▸ Objective: Gather every line in the items below that contains the string "short", matching case exactly.

•••

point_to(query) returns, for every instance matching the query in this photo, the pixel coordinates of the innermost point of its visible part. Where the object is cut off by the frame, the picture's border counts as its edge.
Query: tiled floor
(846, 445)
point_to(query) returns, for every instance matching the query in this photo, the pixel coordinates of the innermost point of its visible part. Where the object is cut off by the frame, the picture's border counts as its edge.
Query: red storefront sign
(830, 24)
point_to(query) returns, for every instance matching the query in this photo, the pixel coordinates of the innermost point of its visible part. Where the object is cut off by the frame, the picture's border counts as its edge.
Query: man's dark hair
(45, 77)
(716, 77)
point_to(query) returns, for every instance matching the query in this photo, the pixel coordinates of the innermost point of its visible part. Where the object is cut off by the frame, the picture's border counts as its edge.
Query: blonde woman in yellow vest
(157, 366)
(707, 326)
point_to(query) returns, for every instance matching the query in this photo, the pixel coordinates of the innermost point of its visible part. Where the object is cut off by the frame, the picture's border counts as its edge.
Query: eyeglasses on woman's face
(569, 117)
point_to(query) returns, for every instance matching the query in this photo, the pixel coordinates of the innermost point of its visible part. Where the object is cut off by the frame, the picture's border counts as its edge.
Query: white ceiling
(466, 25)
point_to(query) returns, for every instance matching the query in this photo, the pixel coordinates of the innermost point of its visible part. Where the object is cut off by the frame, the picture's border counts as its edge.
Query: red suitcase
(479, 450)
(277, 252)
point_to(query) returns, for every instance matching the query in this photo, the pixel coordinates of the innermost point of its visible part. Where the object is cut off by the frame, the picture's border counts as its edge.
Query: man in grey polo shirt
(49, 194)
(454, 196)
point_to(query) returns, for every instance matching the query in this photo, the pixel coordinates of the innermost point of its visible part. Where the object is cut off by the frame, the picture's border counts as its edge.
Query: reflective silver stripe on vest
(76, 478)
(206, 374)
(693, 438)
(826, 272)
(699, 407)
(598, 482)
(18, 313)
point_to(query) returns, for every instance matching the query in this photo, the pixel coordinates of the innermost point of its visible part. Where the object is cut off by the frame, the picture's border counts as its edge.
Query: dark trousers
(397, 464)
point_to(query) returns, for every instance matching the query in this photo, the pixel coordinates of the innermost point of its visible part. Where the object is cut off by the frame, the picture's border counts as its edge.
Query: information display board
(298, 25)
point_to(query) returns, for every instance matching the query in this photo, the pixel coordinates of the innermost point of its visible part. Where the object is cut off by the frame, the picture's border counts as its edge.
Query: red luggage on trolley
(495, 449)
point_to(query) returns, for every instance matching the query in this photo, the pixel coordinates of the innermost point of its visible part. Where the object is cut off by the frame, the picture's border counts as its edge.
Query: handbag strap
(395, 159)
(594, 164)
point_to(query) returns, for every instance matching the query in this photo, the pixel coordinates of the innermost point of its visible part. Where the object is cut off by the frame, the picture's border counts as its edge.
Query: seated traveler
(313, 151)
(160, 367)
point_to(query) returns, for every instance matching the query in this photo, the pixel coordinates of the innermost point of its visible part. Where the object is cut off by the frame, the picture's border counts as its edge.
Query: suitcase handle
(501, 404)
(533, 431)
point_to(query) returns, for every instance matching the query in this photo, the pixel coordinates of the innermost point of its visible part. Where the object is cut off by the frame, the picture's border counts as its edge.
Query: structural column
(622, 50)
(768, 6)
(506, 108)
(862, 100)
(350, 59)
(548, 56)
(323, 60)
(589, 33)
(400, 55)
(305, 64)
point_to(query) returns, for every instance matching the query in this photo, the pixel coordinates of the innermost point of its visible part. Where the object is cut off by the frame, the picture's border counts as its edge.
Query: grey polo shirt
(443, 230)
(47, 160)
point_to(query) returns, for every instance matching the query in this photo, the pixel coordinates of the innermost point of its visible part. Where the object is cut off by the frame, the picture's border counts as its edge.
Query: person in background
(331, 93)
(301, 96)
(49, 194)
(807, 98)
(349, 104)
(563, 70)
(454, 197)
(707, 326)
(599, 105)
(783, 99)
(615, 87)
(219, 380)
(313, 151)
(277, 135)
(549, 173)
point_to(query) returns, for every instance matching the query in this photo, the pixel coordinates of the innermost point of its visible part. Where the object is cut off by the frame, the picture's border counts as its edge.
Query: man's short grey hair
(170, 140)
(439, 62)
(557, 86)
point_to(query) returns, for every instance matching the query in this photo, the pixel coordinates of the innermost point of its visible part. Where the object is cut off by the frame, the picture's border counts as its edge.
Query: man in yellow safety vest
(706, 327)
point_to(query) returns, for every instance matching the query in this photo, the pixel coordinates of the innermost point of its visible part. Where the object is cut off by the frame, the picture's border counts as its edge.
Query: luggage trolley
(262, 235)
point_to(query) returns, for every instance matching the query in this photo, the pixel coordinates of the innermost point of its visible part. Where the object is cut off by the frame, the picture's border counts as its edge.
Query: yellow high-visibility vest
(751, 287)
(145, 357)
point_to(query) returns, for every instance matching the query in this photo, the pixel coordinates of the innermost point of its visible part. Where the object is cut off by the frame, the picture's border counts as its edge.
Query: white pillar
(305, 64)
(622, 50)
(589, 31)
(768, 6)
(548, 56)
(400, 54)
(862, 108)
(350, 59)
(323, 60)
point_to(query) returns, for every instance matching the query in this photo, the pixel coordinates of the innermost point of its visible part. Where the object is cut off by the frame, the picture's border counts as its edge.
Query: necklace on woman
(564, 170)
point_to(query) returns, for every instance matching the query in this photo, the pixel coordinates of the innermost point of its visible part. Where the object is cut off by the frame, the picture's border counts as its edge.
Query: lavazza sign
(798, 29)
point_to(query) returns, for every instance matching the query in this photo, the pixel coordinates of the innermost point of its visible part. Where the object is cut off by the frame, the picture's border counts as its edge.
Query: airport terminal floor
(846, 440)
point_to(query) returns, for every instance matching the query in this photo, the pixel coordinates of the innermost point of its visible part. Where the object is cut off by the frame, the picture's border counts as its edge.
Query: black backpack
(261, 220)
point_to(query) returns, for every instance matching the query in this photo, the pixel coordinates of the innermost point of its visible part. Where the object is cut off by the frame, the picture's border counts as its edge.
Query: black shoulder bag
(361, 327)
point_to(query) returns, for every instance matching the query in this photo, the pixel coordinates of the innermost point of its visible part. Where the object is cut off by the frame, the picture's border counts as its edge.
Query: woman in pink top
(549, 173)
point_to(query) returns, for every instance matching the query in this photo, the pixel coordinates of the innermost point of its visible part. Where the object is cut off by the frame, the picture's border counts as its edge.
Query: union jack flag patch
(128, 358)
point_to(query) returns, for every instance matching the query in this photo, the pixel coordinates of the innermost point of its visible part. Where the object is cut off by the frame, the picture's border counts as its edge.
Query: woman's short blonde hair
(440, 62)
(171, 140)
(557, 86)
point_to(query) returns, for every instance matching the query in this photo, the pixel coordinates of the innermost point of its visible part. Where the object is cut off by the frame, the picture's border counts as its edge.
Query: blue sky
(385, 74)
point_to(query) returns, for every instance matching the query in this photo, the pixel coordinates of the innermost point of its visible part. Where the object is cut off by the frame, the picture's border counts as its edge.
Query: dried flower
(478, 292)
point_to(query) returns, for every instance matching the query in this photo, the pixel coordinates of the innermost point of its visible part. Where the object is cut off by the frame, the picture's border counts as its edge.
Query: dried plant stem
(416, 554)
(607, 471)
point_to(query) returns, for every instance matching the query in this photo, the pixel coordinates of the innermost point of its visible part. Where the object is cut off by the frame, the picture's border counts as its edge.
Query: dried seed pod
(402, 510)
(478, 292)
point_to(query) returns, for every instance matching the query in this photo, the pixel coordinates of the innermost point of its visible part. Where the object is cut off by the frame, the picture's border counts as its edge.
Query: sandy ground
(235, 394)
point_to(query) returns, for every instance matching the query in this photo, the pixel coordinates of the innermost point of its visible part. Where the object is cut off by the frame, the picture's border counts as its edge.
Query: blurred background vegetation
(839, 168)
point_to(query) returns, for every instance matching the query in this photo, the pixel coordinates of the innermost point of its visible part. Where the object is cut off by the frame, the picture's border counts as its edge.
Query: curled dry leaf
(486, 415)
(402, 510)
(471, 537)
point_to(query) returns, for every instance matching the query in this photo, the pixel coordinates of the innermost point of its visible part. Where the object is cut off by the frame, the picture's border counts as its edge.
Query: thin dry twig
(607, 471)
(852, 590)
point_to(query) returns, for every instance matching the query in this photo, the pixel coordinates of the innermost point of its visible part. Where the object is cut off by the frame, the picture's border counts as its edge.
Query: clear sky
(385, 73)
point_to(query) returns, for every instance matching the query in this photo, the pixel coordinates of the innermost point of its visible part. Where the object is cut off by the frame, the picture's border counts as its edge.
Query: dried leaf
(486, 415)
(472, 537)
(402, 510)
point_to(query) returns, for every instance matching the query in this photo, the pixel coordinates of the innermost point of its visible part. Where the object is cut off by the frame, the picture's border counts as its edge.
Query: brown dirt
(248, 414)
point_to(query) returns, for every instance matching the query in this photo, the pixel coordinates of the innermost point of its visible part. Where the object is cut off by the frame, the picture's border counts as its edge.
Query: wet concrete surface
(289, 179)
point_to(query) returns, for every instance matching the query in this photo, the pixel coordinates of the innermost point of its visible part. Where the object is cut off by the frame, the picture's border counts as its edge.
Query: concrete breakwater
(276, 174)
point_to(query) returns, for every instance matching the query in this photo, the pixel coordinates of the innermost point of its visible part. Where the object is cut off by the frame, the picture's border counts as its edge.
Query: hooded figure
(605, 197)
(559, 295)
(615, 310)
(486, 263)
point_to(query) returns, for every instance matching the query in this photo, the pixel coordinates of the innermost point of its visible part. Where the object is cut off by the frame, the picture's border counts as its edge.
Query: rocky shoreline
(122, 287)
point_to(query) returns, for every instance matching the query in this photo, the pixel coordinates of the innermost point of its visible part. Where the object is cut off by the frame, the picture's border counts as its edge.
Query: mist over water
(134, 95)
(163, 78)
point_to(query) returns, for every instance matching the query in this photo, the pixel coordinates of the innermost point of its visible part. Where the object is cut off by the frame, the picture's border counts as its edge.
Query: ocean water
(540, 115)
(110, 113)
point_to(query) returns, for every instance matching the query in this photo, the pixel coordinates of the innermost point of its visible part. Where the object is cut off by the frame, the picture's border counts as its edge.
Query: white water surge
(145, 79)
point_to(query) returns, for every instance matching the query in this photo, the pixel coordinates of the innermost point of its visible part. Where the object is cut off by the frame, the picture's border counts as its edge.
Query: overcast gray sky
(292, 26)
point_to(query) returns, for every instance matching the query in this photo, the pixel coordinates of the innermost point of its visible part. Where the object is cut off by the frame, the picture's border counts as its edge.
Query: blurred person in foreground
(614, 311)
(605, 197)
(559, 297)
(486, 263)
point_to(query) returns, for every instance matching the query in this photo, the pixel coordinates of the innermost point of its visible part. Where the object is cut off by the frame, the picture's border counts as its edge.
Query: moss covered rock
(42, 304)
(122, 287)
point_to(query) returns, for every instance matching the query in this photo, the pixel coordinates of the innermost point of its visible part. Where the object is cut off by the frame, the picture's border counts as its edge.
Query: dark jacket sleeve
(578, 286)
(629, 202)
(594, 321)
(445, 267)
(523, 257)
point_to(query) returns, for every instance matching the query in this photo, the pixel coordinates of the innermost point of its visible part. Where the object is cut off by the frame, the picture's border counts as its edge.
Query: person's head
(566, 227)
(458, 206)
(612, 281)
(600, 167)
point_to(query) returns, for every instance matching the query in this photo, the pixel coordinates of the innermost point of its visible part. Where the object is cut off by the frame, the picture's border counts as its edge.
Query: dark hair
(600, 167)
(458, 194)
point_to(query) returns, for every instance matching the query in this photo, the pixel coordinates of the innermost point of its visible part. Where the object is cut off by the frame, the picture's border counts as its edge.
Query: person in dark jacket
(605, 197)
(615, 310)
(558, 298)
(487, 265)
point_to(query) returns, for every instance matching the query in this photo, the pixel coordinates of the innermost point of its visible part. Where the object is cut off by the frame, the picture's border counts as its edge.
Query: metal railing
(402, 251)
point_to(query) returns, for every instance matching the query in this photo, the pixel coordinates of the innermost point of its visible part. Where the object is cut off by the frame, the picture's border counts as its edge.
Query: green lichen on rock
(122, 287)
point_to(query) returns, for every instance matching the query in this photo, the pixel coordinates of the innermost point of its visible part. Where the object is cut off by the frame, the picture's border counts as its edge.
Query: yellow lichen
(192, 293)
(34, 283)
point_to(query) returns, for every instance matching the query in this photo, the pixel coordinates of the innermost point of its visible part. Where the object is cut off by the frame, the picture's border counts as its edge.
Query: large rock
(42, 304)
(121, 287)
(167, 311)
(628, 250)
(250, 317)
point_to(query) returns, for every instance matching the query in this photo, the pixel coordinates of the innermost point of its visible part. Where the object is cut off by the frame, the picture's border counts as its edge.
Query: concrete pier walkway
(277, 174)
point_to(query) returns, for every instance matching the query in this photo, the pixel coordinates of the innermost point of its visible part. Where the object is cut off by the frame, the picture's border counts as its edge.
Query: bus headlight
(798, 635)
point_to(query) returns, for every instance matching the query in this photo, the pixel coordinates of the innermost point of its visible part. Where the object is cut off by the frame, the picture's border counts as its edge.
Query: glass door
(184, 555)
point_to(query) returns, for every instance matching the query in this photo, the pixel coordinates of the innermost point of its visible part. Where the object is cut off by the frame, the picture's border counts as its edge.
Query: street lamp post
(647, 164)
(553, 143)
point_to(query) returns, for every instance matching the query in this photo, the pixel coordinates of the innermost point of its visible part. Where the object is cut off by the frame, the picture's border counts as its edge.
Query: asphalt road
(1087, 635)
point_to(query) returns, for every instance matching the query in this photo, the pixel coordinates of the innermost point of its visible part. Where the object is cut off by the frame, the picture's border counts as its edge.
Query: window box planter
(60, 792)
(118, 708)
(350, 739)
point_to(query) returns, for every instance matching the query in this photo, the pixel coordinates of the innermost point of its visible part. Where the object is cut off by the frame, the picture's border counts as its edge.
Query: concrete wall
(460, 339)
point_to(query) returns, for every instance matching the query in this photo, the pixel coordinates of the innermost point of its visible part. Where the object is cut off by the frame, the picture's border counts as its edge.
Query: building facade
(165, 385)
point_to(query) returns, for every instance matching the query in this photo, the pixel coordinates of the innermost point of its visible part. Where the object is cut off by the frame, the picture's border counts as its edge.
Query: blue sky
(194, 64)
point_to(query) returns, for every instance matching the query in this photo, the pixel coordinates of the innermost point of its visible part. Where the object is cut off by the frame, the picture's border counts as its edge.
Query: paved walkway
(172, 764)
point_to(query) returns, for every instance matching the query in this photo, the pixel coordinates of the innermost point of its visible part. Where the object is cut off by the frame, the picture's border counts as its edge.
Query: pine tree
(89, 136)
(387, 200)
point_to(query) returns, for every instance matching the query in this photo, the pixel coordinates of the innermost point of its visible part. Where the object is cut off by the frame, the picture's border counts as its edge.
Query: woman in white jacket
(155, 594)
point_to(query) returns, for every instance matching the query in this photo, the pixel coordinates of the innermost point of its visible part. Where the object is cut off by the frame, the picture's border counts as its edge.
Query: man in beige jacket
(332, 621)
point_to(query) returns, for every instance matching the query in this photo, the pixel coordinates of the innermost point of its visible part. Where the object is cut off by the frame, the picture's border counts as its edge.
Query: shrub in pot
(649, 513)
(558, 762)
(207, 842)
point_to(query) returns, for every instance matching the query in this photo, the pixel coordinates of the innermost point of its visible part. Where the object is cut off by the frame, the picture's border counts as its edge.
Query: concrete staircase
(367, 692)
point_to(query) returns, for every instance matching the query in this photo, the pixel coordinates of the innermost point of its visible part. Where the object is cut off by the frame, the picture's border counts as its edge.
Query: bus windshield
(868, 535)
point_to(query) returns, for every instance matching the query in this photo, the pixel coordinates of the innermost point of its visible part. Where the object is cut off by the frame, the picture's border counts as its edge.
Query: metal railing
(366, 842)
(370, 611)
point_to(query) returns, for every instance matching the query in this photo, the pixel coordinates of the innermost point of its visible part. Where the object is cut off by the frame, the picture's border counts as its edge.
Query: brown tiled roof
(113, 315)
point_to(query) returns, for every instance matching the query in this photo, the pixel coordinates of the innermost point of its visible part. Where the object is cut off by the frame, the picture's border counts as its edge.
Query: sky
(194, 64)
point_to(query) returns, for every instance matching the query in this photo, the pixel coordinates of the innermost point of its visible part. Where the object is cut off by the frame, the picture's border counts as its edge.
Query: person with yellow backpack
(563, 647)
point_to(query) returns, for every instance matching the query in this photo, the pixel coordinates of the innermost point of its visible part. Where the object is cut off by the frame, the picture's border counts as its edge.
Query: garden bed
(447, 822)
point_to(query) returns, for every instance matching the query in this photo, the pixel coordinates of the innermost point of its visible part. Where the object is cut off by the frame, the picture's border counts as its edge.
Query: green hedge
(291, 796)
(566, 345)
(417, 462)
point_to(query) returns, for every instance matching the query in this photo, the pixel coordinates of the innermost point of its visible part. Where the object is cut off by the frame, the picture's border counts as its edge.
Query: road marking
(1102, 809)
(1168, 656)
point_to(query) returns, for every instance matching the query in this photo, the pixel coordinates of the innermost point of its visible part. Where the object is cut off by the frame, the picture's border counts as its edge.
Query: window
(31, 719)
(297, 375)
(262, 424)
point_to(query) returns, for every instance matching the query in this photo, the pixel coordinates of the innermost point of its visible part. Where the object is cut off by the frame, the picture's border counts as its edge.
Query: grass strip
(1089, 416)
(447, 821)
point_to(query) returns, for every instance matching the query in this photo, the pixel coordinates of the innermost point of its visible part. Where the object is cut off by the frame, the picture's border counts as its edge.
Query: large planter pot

•••

▸ Reply:
Query: man's short grey hair
Query: woman's short blonde hair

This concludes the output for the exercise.